Prompt: Retype the listing that follows, word for word.

++++++++++++++++++++

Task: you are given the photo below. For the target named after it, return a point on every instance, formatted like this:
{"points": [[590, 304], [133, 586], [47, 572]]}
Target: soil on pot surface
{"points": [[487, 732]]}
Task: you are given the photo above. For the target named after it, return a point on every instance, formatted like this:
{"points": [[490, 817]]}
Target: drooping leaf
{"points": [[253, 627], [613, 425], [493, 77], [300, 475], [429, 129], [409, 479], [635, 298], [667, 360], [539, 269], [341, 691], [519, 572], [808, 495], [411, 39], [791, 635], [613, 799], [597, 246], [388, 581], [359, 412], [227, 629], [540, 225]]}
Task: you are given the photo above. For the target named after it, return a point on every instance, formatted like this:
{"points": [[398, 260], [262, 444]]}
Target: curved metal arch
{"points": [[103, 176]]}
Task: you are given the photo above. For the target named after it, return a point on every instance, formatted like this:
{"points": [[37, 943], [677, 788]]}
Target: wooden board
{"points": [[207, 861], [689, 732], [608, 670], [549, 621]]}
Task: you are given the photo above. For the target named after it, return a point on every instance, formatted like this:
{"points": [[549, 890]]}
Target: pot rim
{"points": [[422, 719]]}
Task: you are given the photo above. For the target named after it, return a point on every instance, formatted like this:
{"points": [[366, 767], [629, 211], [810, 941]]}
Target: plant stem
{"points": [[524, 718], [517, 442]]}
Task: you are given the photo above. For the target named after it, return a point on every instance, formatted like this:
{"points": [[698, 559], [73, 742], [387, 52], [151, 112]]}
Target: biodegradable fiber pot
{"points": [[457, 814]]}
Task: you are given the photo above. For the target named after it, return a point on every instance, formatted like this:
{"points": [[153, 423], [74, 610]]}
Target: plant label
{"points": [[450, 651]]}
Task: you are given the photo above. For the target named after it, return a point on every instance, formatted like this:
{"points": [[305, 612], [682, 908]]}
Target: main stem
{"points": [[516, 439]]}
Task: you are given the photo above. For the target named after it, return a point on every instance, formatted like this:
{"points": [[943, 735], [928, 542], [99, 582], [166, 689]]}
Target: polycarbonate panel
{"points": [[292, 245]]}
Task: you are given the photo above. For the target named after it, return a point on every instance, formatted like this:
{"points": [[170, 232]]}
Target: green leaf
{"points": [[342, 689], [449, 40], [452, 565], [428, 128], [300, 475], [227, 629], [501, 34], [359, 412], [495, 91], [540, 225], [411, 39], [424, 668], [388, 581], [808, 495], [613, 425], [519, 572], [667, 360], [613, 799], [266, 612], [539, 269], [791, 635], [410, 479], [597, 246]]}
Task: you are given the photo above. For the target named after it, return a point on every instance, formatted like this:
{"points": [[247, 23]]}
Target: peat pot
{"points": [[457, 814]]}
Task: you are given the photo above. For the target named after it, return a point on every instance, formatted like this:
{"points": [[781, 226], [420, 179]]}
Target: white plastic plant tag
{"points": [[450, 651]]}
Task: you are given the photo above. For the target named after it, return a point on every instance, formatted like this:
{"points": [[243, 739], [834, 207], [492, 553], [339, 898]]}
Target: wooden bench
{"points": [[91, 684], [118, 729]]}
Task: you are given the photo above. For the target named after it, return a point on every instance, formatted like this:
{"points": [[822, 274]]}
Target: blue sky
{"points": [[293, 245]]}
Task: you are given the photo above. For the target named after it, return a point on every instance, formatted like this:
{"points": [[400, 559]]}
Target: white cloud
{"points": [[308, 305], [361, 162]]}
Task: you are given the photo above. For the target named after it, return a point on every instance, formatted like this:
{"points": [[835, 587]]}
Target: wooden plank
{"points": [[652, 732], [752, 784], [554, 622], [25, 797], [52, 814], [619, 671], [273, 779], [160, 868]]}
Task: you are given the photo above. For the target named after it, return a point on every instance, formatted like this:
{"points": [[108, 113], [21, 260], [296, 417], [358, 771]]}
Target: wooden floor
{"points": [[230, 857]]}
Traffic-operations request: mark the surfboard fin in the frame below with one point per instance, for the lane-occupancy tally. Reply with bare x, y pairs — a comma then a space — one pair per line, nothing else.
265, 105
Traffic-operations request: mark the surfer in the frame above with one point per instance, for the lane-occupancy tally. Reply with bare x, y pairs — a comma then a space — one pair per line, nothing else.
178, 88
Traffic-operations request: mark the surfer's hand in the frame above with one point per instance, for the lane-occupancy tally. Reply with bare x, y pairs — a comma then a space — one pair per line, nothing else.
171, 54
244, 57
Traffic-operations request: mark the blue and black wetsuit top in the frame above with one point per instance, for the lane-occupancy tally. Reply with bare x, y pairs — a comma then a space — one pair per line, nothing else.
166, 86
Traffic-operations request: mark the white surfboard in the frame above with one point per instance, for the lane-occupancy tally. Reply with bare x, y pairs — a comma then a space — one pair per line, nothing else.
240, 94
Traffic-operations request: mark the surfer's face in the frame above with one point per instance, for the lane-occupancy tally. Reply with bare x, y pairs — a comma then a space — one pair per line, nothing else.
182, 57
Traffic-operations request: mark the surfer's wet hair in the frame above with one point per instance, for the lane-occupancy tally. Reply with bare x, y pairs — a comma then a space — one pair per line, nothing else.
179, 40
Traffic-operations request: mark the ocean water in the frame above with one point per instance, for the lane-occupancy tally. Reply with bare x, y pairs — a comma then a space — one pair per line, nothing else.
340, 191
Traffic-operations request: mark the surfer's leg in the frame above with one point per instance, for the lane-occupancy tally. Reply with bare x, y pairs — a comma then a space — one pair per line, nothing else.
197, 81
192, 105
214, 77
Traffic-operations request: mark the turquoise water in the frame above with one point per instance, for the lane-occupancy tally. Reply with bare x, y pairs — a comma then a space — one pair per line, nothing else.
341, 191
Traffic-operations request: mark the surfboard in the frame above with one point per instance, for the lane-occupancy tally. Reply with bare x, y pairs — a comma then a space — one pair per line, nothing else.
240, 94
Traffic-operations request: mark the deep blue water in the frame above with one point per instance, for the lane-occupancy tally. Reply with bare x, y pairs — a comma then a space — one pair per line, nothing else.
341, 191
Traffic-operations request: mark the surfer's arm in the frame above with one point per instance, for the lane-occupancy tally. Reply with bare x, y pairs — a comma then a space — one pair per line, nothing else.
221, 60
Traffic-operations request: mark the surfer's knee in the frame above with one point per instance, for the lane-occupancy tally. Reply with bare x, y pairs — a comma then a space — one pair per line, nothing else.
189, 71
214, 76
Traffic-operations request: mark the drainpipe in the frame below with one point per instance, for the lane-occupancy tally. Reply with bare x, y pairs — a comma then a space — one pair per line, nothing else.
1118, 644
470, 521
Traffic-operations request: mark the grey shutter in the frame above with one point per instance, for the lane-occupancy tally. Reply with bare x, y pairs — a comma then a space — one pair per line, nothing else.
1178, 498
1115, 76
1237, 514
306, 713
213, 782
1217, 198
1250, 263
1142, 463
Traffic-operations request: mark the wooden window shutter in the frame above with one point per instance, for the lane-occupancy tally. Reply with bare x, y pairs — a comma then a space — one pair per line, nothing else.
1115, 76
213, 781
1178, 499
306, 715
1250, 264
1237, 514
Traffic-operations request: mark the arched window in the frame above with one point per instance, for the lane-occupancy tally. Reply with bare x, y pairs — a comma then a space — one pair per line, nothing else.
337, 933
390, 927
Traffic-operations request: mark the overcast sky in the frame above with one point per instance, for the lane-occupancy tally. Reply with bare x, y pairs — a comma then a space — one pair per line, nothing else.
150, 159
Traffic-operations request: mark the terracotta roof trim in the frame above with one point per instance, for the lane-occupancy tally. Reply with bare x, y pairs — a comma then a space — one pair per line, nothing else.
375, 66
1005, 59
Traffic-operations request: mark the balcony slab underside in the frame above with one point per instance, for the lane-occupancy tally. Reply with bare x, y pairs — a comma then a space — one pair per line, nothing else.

++++++++++++++++++++

Complete output:
Task: you are given the photo below. For the target named after it, return a point on every instance, formatted like this:
{"points": [[590, 304], [133, 586], [47, 572]]}
Target: soil on pot surface
{"points": [[487, 732]]}
Task: you are given the photo above. For the target named after it, return a point on every instance, formatted like this:
{"points": [[490, 817]]}
Target: drooping leaf
{"points": [[253, 627], [613, 425], [493, 77], [300, 475], [429, 129], [409, 479], [635, 298], [667, 360], [539, 269], [341, 691], [519, 572], [808, 495], [411, 39], [791, 635], [613, 799], [597, 246], [388, 581], [359, 412], [227, 629], [540, 225]]}
Task: you are given the photo above. For the target named after it, return a point on every instance, formatted like this:
{"points": [[398, 260], [262, 444]]}
Target: curved metal arch
{"points": [[103, 176]]}
Task: you are given the photo above. For the target named after it, return a point on every instance, formatted like this:
{"points": [[37, 943], [677, 788]]}
Target: wooden board
{"points": [[207, 861], [689, 732], [608, 670], [549, 621]]}
Task: you are given the photo above. For the target named after it, return a point on every instance, formatted like this:
{"points": [[549, 890]]}
Target: pot rim
{"points": [[422, 719]]}
Task: you are given the photo above. For the target named after it, return a point on every instance, formatted like this:
{"points": [[366, 767], [629, 211], [810, 941]]}
Target: plant stem
{"points": [[524, 718], [517, 442]]}
Task: you are given the photo above. For the target named after it, return a point on every instance, formatted like this:
{"points": [[698, 559], [73, 742], [387, 52], [151, 112]]}
Target: biodegradable fiber pot
{"points": [[457, 814]]}
Task: you are given the photo above. For the target named after it, return a point on every instance, formatted like this:
{"points": [[153, 423], [74, 610]]}
Target: plant label
{"points": [[450, 651]]}
Task: you are given the photo above. For the target named after it, return a point on every instance, formatted like this:
{"points": [[305, 612], [682, 908]]}
Target: main stem
{"points": [[516, 439]]}
Task: you are given the photo above. For the target named after it, return a point on every instance, formatted like this:
{"points": [[943, 735], [928, 542], [99, 582], [166, 689]]}
Target: polycarbonate panel
{"points": [[292, 245]]}
Task: you are given the photo above. For the target named after it, return a point on every instance, formatted like this:
{"points": [[170, 232]]}
Target: green leaf
{"points": [[342, 689], [449, 40], [452, 565], [428, 128], [300, 475], [227, 629], [501, 34], [359, 412], [495, 91], [540, 225], [411, 39], [424, 668], [388, 581], [808, 495], [613, 425], [519, 572], [667, 360], [613, 799], [266, 612], [539, 269], [791, 635], [410, 479], [597, 246]]}
Task: you are given the photo above. For the target named after it, return a point on every instance, formatted like this:
{"points": [[247, 23]]}
Target: peat pot
{"points": [[457, 814]]}
Task: you are given the photo above. For the target named after it, return a point on every instance, formatted like this:
{"points": [[781, 226], [420, 179]]}
Target: white plastic plant tag
{"points": [[450, 651]]}
Task: you are given the photo above. For the target named after it, return a point on every instance, formatted like this:
{"points": [[243, 739], [834, 207], [492, 553], [339, 898]]}
Target: wooden bench
{"points": [[91, 684], [118, 729]]}
Task: you are given the photo above. For the target named after it, return a point on every instance, formatted like this:
{"points": [[822, 274]]}
Target: blue sky
{"points": [[293, 245]]}
Task: you are given the photo above. For the target named after it, return a point on every instance, formatted like this:
{"points": [[400, 559]]}
Target: white cloud
{"points": [[308, 305], [361, 162]]}
Task: you are given the photo above. For the target named after it, return a point on every instance, formatted like this:
{"points": [[835, 587]]}
Target: wooden plank
{"points": [[652, 732], [752, 784], [554, 622], [25, 797], [52, 814], [619, 671], [273, 779], [160, 868]]}
Task: you are given the photo above. For the target named after it, return a point on every instance, formatted like this:
{"points": [[108, 113], [21, 260], [296, 417], [358, 771]]}
Target: wooden floor
{"points": [[230, 857]]}
Traffic-operations request: mark the surfboard fin in the frame below with one point per instance, for the lane-occupancy tally. Reply with bare x, y pairs — a comma then a space — one pair per line, nothing else.
265, 105
Traffic-operations request: mark the surfer in the frame above with one point per instance, for the lane-occupancy tally. Reply with bare x, y pairs — a comma then a space — one pair per line, nothing else.
178, 88
Traffic-operations request: mark the surfer's hand in the frame above with one point per instance, for the lane-occupancy tally. Reply with bare x, y pairs — a comma then a space — one pair per line, nothing else.
171, 54
244, 57
Traffic-operations request: mark the blue and black wetsuit top in the frame above with one point per instance, for the lane-occupancy tally. Reply with bare x, y pairs — a comma then a space — one pair per line, nothing else.
166, 86
Traffic-operations request: mark the white surfboard in the frame above with one point per instance, for the lane-occupancy tally. Reply with bare x, y pairs — a comma then a space — one pair per line, nothing else.
240, 94
Traffic-operations request: mark the surfer's face in the frame above with one point per instance, for the lane-occupancy tally. Reply with bare x, y pairs — a comma then a space — one pair per line, nothing else.
182, 57
Traffic-operations request: mark the surfer's wet hair in the frame above with one point per instance, for the lane-occupancy tally. Reply with bare x, y pairs — a comma then a space — one pair per line, nothing else.
179, 40
Traffic-operations request: mark the ocean water in the frame above with one point per instance, for the lane-occupancy tally. Reply with bare x, y pairs — a comma then a space — one pair per line, nothing else.
340, 191
Traffic-operations request: mark the surfer's leg in the frame above with one point per instance, for the lane-occupancy tally. Reply with bare x, y pairs — a comma then a space — one pair per line, nothing else.
197, 81
192, 105
214, 77
Traffic-operations request: mark the turquoise water in the frame above with one point per instance, for the lane-occupancy tally. Reply with bare x, y pairs — a comma then a space — one pair per line, nothing else.
341, 191
Traffic-operations request: mark the surfboard in the frame above with one point per instance, for the lane-occupancy tally. Reply with bare x, y pairs — a comma then a space — one pair per line, nothing else.
240, 94
Traffic-operations request: mark the deep blue water in the frame above with one point per instance, for the lane-occupancy tally. Reply with bare x, y pairs — a comma then a space — one pair per line, nothing else.
341, 191
Traffic-operations request: mark the surfer's arm in the frame above with one point per instance, for the lane-occupancy tally. Reply with bare x, y pairs — a comma then a space — one pair per line, nothing else.
221, 60
Traffic-operations request: mark the surfer's knee in the frame above with one point per instance, for the lane-occupancy tally. Reply with bare x, y pairs — a comma then a space — one pair per line, nothing else.
189, 71
214, 76
Traffic-operations request: mark the drainpipe in the frame below with one point per instance, for the lane-occupancy tally. Reply with bare x, y pairs — a comma then a space — one pair per line, nothing else.
1118, 644
470, 521
Traffic-operations request: mark the grey shutter in the frame above with one point per instance, for the lane-occupancy tally. Reply with bare x, y pairs — a comma then a space — one pair per line, nothing else.
1178, 498
1115, 76
1237, 514
306, 713
213, 782
1217, 198
1250, 263
1142, 463
Traffic-operations request: mark the wooden window shutter in the frame above with one point per instance, for the lane-occupancy tally. Reply with bare x, y pairs — a comma then a space — one pair per line, nothing else.
1115, 76
213, 781
1178, 499
306, 715
1250, 264
1237, 514
Traffic-operations request: mark the arched window in the frame above with one point per instance, for the lane-occupancy tally. Reply with bare x, y pairs — a comma then a space — one pair per line, nothing else.
337, 933
390, 927
Traffic-operations request: mark the overcast sky in the frame above with one point per instance, for the lane-occupancy tally. Reply with bare x, y pairs — a comma then a space — one pair per line, nothing else.
150, 159
Traffic-operations request: mark the terracotta roof trim in the frame above with one point per instance, for the lane-occupancy tally. Reply with bare x, y pairs — a comma then a space — one pair per line, nothing else.
375, 66
1005, 59
Traffic-operations request: mark the balcony slab underside in the frame above with one point per instance, for the lane-occupancy tally. Reply with bare x, y pairs — a comma then a space — one pair per line, nothing else.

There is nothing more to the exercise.